> ABOUT THIS TASK
Reproduce each entry exactly as written.

> RECORDED INFORMATION
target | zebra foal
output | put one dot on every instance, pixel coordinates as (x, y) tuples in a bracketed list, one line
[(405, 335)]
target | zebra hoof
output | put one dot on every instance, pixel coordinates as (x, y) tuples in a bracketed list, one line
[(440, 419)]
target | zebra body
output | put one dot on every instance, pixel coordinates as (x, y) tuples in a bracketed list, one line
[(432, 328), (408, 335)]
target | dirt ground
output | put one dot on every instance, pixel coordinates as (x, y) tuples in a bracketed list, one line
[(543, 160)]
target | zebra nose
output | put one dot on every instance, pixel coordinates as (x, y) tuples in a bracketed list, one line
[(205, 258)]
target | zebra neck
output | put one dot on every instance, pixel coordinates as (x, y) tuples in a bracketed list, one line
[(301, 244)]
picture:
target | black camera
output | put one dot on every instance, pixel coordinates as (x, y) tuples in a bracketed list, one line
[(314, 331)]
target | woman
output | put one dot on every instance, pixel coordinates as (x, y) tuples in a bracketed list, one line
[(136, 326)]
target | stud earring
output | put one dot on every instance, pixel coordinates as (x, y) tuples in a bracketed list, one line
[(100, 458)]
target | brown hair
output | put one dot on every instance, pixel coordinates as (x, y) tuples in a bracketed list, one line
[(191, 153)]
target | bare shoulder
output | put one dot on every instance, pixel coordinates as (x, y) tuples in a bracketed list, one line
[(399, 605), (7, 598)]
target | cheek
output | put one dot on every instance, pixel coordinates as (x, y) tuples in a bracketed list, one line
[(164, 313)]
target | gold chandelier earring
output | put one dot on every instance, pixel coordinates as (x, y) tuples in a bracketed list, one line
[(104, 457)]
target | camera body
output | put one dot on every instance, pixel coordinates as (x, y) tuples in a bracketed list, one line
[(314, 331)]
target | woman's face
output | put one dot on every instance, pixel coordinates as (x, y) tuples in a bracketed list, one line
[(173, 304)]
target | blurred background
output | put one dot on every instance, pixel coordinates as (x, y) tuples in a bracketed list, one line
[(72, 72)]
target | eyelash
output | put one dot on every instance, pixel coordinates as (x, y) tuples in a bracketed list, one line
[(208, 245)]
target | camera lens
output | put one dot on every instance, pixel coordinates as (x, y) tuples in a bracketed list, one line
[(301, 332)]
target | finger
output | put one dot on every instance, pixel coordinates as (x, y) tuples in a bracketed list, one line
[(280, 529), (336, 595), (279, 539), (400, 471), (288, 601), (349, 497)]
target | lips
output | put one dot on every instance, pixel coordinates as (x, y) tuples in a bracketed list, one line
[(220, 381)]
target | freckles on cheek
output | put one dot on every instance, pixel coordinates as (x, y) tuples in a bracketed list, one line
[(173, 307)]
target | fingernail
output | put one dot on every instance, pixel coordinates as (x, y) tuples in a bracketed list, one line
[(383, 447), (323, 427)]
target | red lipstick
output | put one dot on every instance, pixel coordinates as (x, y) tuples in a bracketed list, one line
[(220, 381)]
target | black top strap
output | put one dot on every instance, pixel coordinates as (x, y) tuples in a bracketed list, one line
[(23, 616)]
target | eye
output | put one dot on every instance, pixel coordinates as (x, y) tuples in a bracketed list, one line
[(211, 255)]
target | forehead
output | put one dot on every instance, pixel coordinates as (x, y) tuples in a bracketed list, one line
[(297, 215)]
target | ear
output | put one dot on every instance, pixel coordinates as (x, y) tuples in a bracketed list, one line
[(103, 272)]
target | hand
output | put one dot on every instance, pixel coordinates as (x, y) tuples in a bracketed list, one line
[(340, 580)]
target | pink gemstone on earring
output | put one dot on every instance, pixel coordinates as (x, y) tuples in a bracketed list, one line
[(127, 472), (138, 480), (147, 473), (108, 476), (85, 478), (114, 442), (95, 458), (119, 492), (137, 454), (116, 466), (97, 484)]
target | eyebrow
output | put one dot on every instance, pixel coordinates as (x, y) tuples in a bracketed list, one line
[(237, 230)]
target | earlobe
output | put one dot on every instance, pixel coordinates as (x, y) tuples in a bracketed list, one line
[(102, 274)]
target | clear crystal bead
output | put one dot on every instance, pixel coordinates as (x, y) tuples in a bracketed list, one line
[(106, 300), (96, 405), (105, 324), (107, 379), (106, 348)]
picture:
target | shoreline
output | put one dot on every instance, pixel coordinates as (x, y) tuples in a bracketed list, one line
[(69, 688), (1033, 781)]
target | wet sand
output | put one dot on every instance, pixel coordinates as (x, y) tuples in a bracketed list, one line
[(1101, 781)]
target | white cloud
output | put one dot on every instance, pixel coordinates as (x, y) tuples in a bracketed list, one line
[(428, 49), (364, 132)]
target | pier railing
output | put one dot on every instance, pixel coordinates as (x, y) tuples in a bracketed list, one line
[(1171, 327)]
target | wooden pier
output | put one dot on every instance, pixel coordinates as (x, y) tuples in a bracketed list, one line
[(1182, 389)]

> ANSWER SPACE
target | zebra foal
output | put one dot on every instance, pixel coordinates as (x, y) tuples in a bracketed list, one line
[(405, 335)]
target | zebra hoof
output | put one dot on every instance, pixel coordinates as (x, y) tuples in a bracketed list, one line
[(440, 419)]
target | zebra body
output | put one dot on every instance, pixel coordinates as (x, y) tuples in a bracketed list, one line
[(432, 328), (408, 335)]
target | dirt ground
output | put one dot on every instance, pixel coordinates as (x, y) tuples in a bracketed list, one line
[(543, 160)]
target | zebra nose
output | put one dot on every instance, pixel coordinates as (x, y) tuples in a bracketed list, one line
[(205, 258)]
target | zebra neck
output | put one dot on every instance, pixel coordinates as (x, y) tuples in a bracketed list, one line
[(301, 244)]
picture:
target | black camera
output | put one dot on every instance, pixel coordinates as (x, y) tuples in a bracketed list, one line
[(314, 331)]
target | woman
output | put one dot on every instance, pixel coordinates as (x, y) tuples in a bracketed list, one line
[(136, 326)]
target | stud earring
output | put one dot on every instance, pixel coordinates as (x, y) tuples in a bracketed list, one line
[(100, 458)]
target | brown hair
output | put one dot on every instance, pixel coordinates as (x, y) tuples in a bracketed list, one line
[(191, 153)]
target | bare shoulder
output | put one dot on every instance, pixel coordinates as (x, y) tuples in a bracketed list, one line
[(399, 605), (7, 598)]
target | cheek
output | put one dot on every instance, pixel coordinates as (x, y) tuples in a bracketed list, one line
[(164, 313)]
target | gold chandelier earring
output | put one dot on every instance, pixel coordinates as (x, y) tuples in a bracketed list, one line
[(104, 457)]
target | camera body
output | put one dot on every instance, pixel coordinates as (x, y) tuples in a bracketed list, one line
[(314, 331)]
target | woman's face
output | put one dot on every instance, pixel coordinates as (x, y) tuples in a bracketed list, one line
[(173, 304)]
target | blurred background
output | put one dot on every instance, pixel coordinates as (x, y) tuples in a bracketed list, one line
[(72, 72)]
target | eyelash
output | put one dot on every instance, pixel coordinates as (x, y) tuples in a bracketed list, one line
[(208, 245)]
target | camera lens
output | put one dot on every instance, pixel coordinates as (x, y) tuples in a bracketed list, one line
[(301, 332)]
target | finger
output | put one dot on every instance, pixel coordinates as (x, y) tuples in a bracketed list, one line
[(280, 529), (336, 595), (279, 539), (400, 471), (288, 601), (349, 497)]
target | lips
output | put one dot on every instance, pixel coordinates as (x, y) tuples in a bracketed list, one line
[(220, 381)]
target | freckles on cheek
output | put one dot on every instance, pixel coordinates as (x, y) tuples in a bracketed list, one line
[(173, 307)]
target | fingernail
output | put one dot on every instance, pixel coordinates as (x, y) tuples in a bracketed list, one line
[(383, 447), (323, 427)]
target | red lipstick
output | put one dot on every instance, pixel coordinates as (x, y) tuples in a bracketed list, one line
[(220, 381)]
target | black top strap
output | put one dot on every instance, pixel coordinates as (x, y) tuples in a bracketed list, one line
[(23, 616)]
target | eye
output | put one dot on every instance, pixel coordinates as (x, y) tuples in a bracketed list, one line
[(211, 255)]
target | forehead
output | put one dot on every instance, pixel coordinates as (x, y) tuples in a bracketed list, one line
[(297, 215)]
target | ear
output | put one dot on every instance, pixel coordinates as (x, y) tuples in a bracketed list, one line
[(103, 272)]
target | hand
output | put one dot on every instance, pixel coordinates as (x, y) tuples in a bracketed list, one line
[(340, 580)]
target | pink gemstone on earring
output | put one dot on every instance, pixel coordinates as (x, y) tuples in a bracketed list, one line
[(127, 472), (138, 480), (147, 473), (108, 476), (85, 478), (114, 442), (95, 458), (119, 492), (137, 454), (116, 466), (97, 484)]
target | eyebrow
output | put one dot on every instance, pixel coordinates as (x, y) tuples in a bracketed list, one line
[(237, 230)]
target | earlobe
output | put one dot on every instance, pixel coordinates as (x, y) tuples in a bracketed list, one line
[(102, 274)]
target | clear crystal bead
output | put one dot on every instance, pixel coordinates as (x, y) tuples in a bracketed list, one line
[(106, 300), (96, 405), (105, 324), (107, 379), (106, 348)]
picture:
target | shoreline
output | put one dot on every instance, pixel coordinates as (x, y) tuples in a bracketed list, one line
[(69, 688), (1033, 781)]
target | wet sand
output | put one dot on every instance, pixel coordinates as (x, y) tuples in a bracketed list, one line
[(1101, 781)]
target | white cloud
output | put one dot on every instance, pixel coordinates as (x, y) tuples in a bracketed list, one line
[(428, 49), (364, 132)]
target | pier railing
output | put one dot on every instance, pixel coordinates as (x, y) tuples in a bracketed list, one line
[(1171, 327)]
target | wooden pier
output | put one dot on every instance, pixel coordinates as (x, y) tuples in a bracketed list, one line
[(1182, 389)]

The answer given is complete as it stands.